__DA FARE__
Secondo la recensione sullo sviluppo locale, quali sono le due famiglie di strumenti concertativi che l'autore del volume distingue?

__ESTRATTO FORNITO__
★ ★ ★ ★

28 gennaio 2011

Città e territori intelligenti, in un volume di Lorenzo Ciapetti

recensione di Cristina Fabi (*)


E' possibile partire dalla dimensione locale per pensare allo sviluppo di un paese? Con quali politiche e quali mezzi finanziari? Quali sono i meccanismi - sociali, economici e politici - che regolano questi processi? Come è possibile evitare uno sterile e a volte un po' retrivo elogio del “localismo”, che a molti
appare oramai superato, quando non schiacciato, dalla globalizzazione?
Sono queste le domande che guidano le riflessioni di Lorenzo Ciapetti nel volume Lo Sviluppo Locale: capacità e risorse di città e territori (Bologna, Il Mulino).
Fare sviluppo locale significa so soprattutto lavorare sull’identità locale, connettere e mettere in relazione  ... Lo sviluppo locale va inteso come un processo di cooperazione e cambiamento che va oltre la tradizionale dicotomia tra Stato e mercato: i processi di sviluppo locale dovrebbero presupporre coordinamento tra istituzioni, imprese, rappresentanze e cittadini di una comunità, in termini di azione collettiva orientata non solo a fare crescere l'economia locale, ma anche a garantire che questa crescita avvenga con investimenti in innovazione, capitale umano qualificato, creatività e sistemi culturali, efficienza energetica, benessere dei cittadini e capitale sociale.
Secondo l'autore, sul piano concreto si possono distinguere principalmente due famiglie di strumenti concertativi: la programmazione negoziata da un lato, i piani strategici ed i programmi urbanistici complessi dall’altro.
Nella prima rientrano i patti territoriali, i contratti d’area, le intese istituzionali e gli accordi di programma che si differenziano per tipo di contratto. La pianificazione strategica, invece, riveste un ruolo centrale nelle politiche pubbliche contrattuali data la capacità di apportare cambiamenti nelle strategie di decision making, nell’aspetto fisico delle città ed infine grazie alla forza della rete degli attori.

★ ★ ★ ★

__VOCI FORNITE__
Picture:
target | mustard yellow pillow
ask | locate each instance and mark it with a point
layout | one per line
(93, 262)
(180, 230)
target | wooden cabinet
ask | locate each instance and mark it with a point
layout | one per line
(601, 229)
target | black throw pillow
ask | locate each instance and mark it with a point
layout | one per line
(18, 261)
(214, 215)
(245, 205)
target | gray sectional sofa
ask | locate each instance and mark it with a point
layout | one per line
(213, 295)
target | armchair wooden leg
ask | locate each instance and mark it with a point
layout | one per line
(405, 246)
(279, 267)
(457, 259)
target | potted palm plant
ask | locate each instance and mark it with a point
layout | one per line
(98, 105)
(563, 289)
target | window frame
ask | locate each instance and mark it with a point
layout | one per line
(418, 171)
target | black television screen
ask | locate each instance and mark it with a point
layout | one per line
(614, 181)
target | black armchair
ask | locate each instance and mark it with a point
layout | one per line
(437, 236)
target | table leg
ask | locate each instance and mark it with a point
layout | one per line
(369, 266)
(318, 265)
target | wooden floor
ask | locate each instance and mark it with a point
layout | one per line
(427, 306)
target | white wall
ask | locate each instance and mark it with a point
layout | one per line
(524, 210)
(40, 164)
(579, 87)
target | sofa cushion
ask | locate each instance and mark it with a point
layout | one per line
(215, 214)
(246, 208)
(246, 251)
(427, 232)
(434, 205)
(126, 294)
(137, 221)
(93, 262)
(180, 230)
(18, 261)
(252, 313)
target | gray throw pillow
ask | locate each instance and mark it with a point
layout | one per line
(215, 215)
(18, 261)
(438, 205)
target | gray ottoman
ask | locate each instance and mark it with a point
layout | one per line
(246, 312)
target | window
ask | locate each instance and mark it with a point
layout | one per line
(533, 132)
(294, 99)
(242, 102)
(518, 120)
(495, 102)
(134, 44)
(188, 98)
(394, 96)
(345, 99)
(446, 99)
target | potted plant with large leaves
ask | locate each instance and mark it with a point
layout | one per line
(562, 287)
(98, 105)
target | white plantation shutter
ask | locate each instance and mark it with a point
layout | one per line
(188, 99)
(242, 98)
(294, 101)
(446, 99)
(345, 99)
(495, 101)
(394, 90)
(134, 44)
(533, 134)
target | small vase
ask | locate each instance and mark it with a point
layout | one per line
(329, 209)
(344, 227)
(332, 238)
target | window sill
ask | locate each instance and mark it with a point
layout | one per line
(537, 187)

★ ★ ★ ★

__RISPOSTA__
Le due famiglie sono la programmazione negoziata da un lato e i piani strategici e i programmi urbanistici complessi dall'altro.